■ What needs to be done ■
Would you set down the whole listing again exactly as it appears?
********************
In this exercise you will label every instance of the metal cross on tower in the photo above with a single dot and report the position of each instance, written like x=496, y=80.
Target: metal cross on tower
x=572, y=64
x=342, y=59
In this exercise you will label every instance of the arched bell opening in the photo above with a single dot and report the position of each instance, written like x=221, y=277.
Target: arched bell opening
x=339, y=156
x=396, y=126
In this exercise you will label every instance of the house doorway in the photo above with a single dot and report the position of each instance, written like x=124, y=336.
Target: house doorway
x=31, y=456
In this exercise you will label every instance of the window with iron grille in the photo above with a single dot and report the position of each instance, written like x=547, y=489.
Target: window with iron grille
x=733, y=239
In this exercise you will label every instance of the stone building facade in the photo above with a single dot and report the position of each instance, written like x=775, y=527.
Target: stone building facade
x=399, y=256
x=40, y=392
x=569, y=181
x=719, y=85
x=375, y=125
********************
■ Finished exercise ■
In this exercise you will label every instance of the metal cross on tower in the photo above with a single dot and report the position of each instance, written like x=496, y=80.
Target: metal cross on tower
x=572, y=64
x=342, y=59
In this exercise you will label every instance of the arched bell opening in the photo above with a single dot and report the position of each instance, written like x=221, y=277.
Target: arched bell opening
x=339, y=156
x=396, y=126
In this exercise you will label every instance of the house doorway in the photo above with a single dot and report the position of each instance, written like x=124, y=336.
Target: house doorway
x=31, y=456
In this exercise you will label every instance of the window with iron grille in the photo above with a single dot and report the position of each instance, written like x=547, y=489.
Target: window with iron grille
x=733, y=239
In this exercise you will label every instance of the stone building facade in the photo above with a single dot and report the position of each instance, written like x=775, y=527.
Target: stone building facade
x=399, y=256
x=40, y=392
x=569, y=181
x=719, y=85
x=375, y=125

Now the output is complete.